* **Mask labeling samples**
┌──

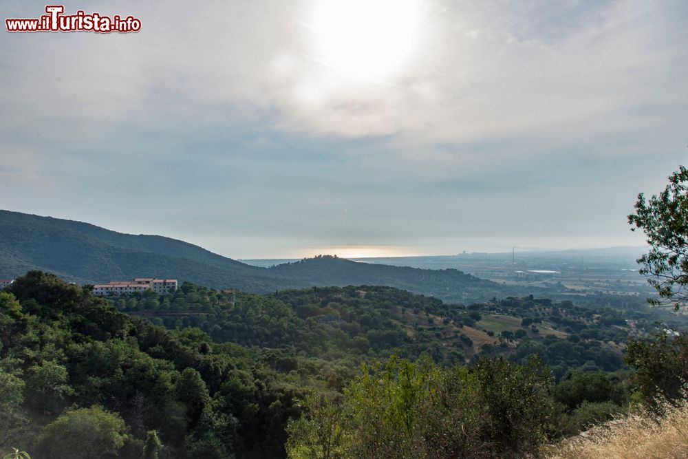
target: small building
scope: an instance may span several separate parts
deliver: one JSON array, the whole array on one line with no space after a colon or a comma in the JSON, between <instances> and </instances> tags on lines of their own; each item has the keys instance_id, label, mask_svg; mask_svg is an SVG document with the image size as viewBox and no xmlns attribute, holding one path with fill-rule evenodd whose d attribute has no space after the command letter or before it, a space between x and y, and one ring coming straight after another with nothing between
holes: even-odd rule
<instances>
[{"instance_id":1,"label":"small building","mask_svg":"<svg viewBox=\"0 0 688 459\"><path fill-rule=\"evenodd\" d=\"M120 295L151 290L158 295L166 295L177 290L176 279L136 277L132 281L112 281L93 286L93 294L98 297Z\"/></svg>"}]
</instances>

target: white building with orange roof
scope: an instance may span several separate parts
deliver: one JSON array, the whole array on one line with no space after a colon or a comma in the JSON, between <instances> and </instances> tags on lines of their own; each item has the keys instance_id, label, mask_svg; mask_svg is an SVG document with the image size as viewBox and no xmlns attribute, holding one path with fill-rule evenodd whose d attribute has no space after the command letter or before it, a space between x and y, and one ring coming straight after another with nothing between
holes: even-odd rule
<instances>
[{"instance_id":1,"label":"white building with orange roof","mask_svg":"<svg viewBox=\"0 0 688 459\"><path fill-rule=\"evenodd\" d=\"M134 292L151 290L158 295L166 295L177 290L176 279L155 279L136 277L132 281L112 281L109 284L98 284L93 286L93 294L98 297L120 296Z\"/></svg>"}]
</instances>

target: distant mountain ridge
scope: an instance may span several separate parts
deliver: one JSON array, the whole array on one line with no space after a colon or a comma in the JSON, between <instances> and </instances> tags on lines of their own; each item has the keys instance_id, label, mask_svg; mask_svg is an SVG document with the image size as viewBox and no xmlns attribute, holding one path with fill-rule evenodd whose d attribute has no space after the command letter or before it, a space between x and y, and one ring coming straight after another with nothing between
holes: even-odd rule
<instances>
[{"instance_id":1,"label":"distant mountain ridge","mask_svg":"<svg viewBox=\"0 0 688 459\"><path fill-rule=\"evenodd\" d=\"M81 222L0 211L0 277L31 269L81 284L147 275L257 292L367 284L448 301L523 293L455 269L368 264L332 256L261 268L164 236L123 234Z\"/></svg>"}]
</instances>

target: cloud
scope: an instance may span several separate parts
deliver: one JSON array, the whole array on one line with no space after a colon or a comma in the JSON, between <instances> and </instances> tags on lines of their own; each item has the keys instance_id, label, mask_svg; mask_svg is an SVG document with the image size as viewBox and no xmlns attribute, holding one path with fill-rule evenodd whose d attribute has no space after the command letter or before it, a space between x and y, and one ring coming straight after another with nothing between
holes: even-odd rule
<instances>
[{"instance_id":1,"label":"cloud","mask_svg":"<svg viewBox=\"0 0 688 459\"><path fill-rule=\"evenodd\" d=\"M71 1L142 31L0 34L0 191L231 255L611 239L685 156L685 2L426 0L406 64L362 81L319 54L314 1Z\"/></svg>"}]
</instances>

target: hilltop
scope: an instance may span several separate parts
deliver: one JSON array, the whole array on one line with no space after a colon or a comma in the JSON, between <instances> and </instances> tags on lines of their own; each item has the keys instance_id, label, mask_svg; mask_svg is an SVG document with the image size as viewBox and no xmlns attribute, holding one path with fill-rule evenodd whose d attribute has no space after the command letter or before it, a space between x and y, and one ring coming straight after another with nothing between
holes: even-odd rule
<instances>
[{"instance_id":1,"label":"hilltop","mask_svg":"<svg viewBox=\"0 0 688 459\"><path fill-rule=\"evenodd\" d=\"M368 264L333 256L253 266L164 236L123 234L81 222L0 211L0 277L32 269L79 284L147 275L256 292L367 284L467 302L528 292L455 269Z\"/></svg>"}]
</instances>

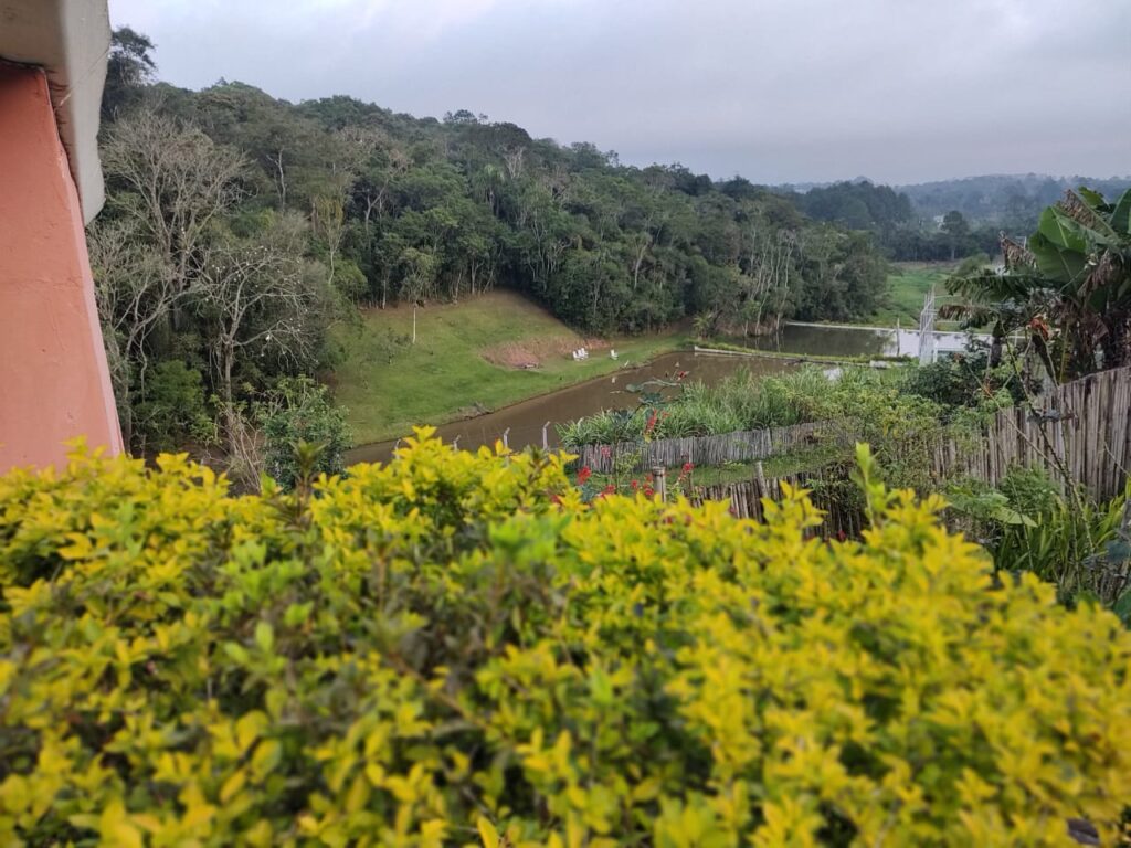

└──

* **What you have to do**
Put every line of the material into a numbered list, skipping blank lines. Leave the pictures out.

* **Output of the task**
1. target: small building
2. scope: an instance may span several separate parts
3. deliver: one JSON array, the whole array on one line with no space after a colon or a comma in the JSON, between <instances> and </instances> tags on lines of their own; each item has the keys instance_id, label, mask_svg; mask_svg is an SVG document with the image size as viewBox and no xmlns attribute, holding one path with fill-rule evenodd whose d attribute has no space after the command letter or before it, a space between x and y, and one ring coming straight after another with nothing between
4. holes: even-odd rule
5. <instances>
6. [{"instance_id":1,"label":"small building","mask_svg":"<svg viewBox=\"0 0 688 459\"><path fill-rule=\"evenodd\" d=\"M120 295L151 290L158 295L166 295L177 290L176 279L136 277L132 281L112 281L93 286L93 294L98 297Z\"/></svg>"}]
7. </instances>
8. target: white building with orange roof
9. scope: an instance may span several separate parts
10. deliver: one JSON array, the whole array on one line with no space after a colon or a comma in the JSON, between <instances> and </instances> tags on lines of their own; each item has the keys instance_id, label, mask_svg; mask_svg is an SVG document with the image size as viewBox and no xmlns attribute, holding one path with fill-rule evenodd whose d attribute has no space after the command letter or before it, a space between x and y, and one ring coming straight after another with nothing between
11. holes: even-odd rule
12. <instances>
13. [{"instance_id":1,"label":"white building with orange roof","mask_svg":"<svg viewBox=\"0 0 688 459\"><path fill-rule=\"evenodd\" d=\"M134 292L151 290L158 295L166 295L177 290L176 279L155 279L136 277L132 281L112 281L109 284L98 284L93 286L93 294L98 297L120 296Z\"/></svg>"}]
14. </instances>
15. target: distant mountain ridge
16. scope: an instance may span several separate parts
17. deliver: one JSON array, the whole array on one line with no space after a colon or a comma in the JSON, between <instances> and </instances> tags on lines of their own; each item has the keys instance_id, label, mask_svg; mask_svg is an SVG document with the image size as viewBox and no xmlns attribute, holding one path with fill-rule evenodd whose d attribute has no space after the command letter or before it, a space between x and y, and one ring coming straight after another with nothing between
18. holes: even-odd rule
19. <instances>
20. [{"instance_id":1,"label":"distant mountain ridge","mask_svg":"<svg viewBox=\"0 0 688 459\"><path fill-rule=\"evenodd\" d=\"M81 222L0 211L0 277L31 269L81 284L147 275L257 292L367 284L448 301L523 293L455 269L368 264L332 256L261 268L164 236L123 234Z\"/></svg>"}]
21. </instances>
22. target: cloud
23. scope: an instance may span several separate parts
24. deliver: one JSON array, the whole array on one line with no space after a colon or a comma in the JSON, between <instances> and </instances> tags on lines of their own; each item has the keys instance_id, label, mask_svg; mask_svg is an SVG document with the image size as viewBox and no xmlns attribute, holding one path with fill-rule evenodd whose d attribute has no space after the command letter or before it, a space between x and y, and one ring coming straight after another with nothing between
25. holes: even-odd rule
26. <instances>
27. [{"instance_id":1,"label":"cloud","mask_svg":"<svg viewBox=\"0 0 688 459\"><path fill-rule=\"evenodd\" d=\"M71 1L142 31L0 34L0 191L231 255L611 239L685 156L685 2L426 0L406 64L362 81L319 54L314 1Z\"/></svg>"}]
28. </instances>
29. target: hilltop
30. scope: an instance may span several separate parts
31. deliver: one JSON array, the whole array on one line with no space after a colon or a comma in the JSON, between <instances> and </instances> tags on lines of their own; each item has the keys instance_id, label, mask_svg; mask_svg is an SVG document with the image size as viewBox and no xmlns attribute, holding one path with fill-rule evenodd whose d attribute has no space after the command letter or before it, a space between x and y, and one ring coming straight after another with nothing between
32. holes: even-odd rule
33. <instances>
34. [{"instance_id":1,"label":"hilltop","mask_svg":"<svg viewBox=\"0 0 688 459\"><path fill-rule=\"evenodd\" d=\"M368 264L333 256L253 266L164 236L123 234L81 222L0 211L0 277L32 269L79 284L147 275L256 292L367 284L467 302L528 292L455 269Z\"/></svg>"}]
35. </instances>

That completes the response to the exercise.